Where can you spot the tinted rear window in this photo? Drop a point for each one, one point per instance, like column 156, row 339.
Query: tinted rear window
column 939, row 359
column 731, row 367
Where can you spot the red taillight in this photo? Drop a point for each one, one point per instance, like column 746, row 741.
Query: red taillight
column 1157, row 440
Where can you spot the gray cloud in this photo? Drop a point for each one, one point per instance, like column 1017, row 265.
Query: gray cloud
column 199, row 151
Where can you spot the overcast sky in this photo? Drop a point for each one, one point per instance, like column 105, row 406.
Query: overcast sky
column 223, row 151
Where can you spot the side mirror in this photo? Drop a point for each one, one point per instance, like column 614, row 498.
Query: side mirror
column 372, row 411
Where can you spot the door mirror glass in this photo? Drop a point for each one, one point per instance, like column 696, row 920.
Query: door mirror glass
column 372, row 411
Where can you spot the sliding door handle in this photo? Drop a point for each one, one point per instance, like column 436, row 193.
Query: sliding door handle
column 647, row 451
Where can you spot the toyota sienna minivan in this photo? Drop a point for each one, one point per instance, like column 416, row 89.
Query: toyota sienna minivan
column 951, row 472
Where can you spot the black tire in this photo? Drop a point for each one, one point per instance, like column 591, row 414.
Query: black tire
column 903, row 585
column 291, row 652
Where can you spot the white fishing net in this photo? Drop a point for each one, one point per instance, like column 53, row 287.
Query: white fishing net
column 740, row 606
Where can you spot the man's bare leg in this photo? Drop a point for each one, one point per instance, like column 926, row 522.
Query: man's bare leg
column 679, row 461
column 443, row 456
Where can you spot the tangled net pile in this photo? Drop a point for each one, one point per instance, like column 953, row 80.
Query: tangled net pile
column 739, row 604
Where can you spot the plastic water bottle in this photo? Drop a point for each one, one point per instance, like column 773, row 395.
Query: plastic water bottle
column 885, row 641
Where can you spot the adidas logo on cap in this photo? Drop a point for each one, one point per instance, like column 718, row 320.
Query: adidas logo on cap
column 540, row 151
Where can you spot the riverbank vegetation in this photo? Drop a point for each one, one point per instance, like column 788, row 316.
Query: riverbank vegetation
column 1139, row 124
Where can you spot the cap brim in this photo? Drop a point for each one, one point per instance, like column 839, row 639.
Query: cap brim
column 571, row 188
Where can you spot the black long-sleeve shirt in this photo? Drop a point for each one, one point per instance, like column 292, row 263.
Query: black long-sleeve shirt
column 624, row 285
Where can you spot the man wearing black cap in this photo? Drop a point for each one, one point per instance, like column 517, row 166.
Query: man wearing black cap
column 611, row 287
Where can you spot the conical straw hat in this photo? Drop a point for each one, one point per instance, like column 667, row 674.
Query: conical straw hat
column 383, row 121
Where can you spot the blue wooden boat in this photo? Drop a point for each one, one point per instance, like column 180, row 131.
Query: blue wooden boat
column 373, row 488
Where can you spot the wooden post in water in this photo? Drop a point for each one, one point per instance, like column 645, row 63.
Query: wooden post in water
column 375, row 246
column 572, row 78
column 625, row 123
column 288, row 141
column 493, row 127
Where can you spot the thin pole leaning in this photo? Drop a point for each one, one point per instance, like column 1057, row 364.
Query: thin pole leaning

━━━━━━━━━━━━━━━━━━━━

### Written exercise
Restate each entry exactly, skipping none.

### Exercise result
Where can you spot the tinted rear window in this photo? Drop a point for each one, one point per instance, like column 156, row 339.
Query: tinted rear window
column 939, row 359
column 731, row 367
Where can you spot the red taillight in this photo? Drop a point for each one, one point per instance, like column 746, row 741.
Query: red taillight
column 1157, row 440
Where can you spot the gray cloud in this photo? Drop a point for each one, one point per instance, like column 1017, row 265.
Query: gray cloud
column 199, row 151
Where can you spot the overcast sky in this photo? Drop a point for each one, one point per instance, like column 105, row 406.
Query: overcast sky
column 223, row 151
Where can you spot the side mirror in this photo? Drop a point for each one, one point per instance, like column 614, row 498.
Query: side mirror
column 372, row 411
Where can you spot the door mirror glass in this photo? Drop a point for each one, one point per instance, like column 696, row 920.
Query: door mirror glass
column 372, row 411
Where can you spot the sliding door handle in this photo? Drop a point for each one, one point per instance, like column 436, row 193.
Query: sliding door handle
column 647, row 451
Where can you spot the toyota sienna minivan in this photo? Drop a point for each one, one point per instance, like column 416, row 89.
Query: toyota sienna minivan
column 951, row 472
Where can you spot the black tire in this photo? Drop a point for each one, one point per instance, like column 591, row 414.
Query: black tire
column 903, row 585
column 291, row 652
Where can you spot the white fishing net in this photo? Drop a point for each one, one point per instance, like column 53, row 287.
Query: white fishing net
column 740, row 606
Where can you spot the man's bare leg in this photo? Drop a point for each one, one point per instance, like column 926, row 522.
Query: man's bare leg
column 679, row 461
column 443, row 456
Where can you spot the tangled net pile in this photo? Drop a point for each one, one point per instance, like column 953, row 80.
Query: tangled net pile
column 739, row 604
Where can you spot the plastic water bottle in this photo? Drop a point for each one, one point per instance, like column 773, row 395.
Query: plastic water bottle
column 885, row 641
Where can you spot the adidas logo on cap in this photo? Drop a point for each one, one point per instance, like column 718, row 320.
Query: adidas logo on cap
column 540, row 151
Where can you spot the riverbank vegetation in this photo? Drop a point for each one, one point per instance, like column 788, row 316.
Query: riverbank vegetation
column 1139, row 124
Where can you spot the cap brim in this photo? Drop a point for each one, one point per instance, like column 839, row 639.
Query: cap brim
column 571, row 188
Where can you spot the black long-sleeve shirt in this photo? Drop a point for each one, one point per instance, like column 292, row 263.
Query: black long-sleeve shirt
column 624, row 285
Where can you spot the man wearing black cap in this photo? Drop a point for each one, one point per instance, like column 517, row 166.
Query: man wearing black cap
column 611, row 287
Where can you spot the conical straw hat in this photo? Drop a point for each one, one point per instance, like column 667, row 674.
Query: conical straw hat
column 383, row 121
Where can you spot the blue wooden boat in this photo? Drop a point for each one, one point per instance, like column 180, row 131.
Query: blue wooden boat
column 373, row 488
Where can you spot the wooden post in water in this photo? Drop a point for each one, one point per instance, like column 645, row 63.
Query: wooden post in water
column 375, row 246
column 572, row 78
column 625, row 123
column 288, row 141
column 493, row 127
Where can you spot the thin pole leaning in this photo? Drop a point for each one, one point per instance, like column 1057, row 364.
Query: thin pole leaning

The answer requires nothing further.